● **EXERCISE REQUIREMENTS**
Rewrite the lines of the listing below as a numbered list, omitting any blank lines.

● **DATASET RECORDS**
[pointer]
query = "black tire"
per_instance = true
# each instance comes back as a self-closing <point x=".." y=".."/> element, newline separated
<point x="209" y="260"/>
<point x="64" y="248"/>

● **IN RESPONSE**
1. [pointer]
2. query = "black tire"
3. per_instance = true
4. # each instance comes back as a self-closing <point x=".." y=".."/> element, newline separated
5. <point x="209" y="260"/>
6. <point x="64" y="248"/>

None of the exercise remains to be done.